EXERCISE INSTRUCTIONS: Shift every coordinate in the answers by adding 103 to each number, leaving the requests and their sample coordinates unchanged. Then write out all the entries again in full, requests included.

RECORDS TO USE:
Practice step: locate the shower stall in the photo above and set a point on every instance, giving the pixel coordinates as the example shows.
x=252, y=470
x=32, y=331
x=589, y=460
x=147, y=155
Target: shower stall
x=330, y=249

TASK SOLUTION:
Practice step: locate the shower stall in the photo above and set a point on every instance, giving the pixel coordinates as the example shows.
x=252, y=470
x=32, y=331
x=589, y=460
x=147, y=155
Target: shower stall
x=433, y=352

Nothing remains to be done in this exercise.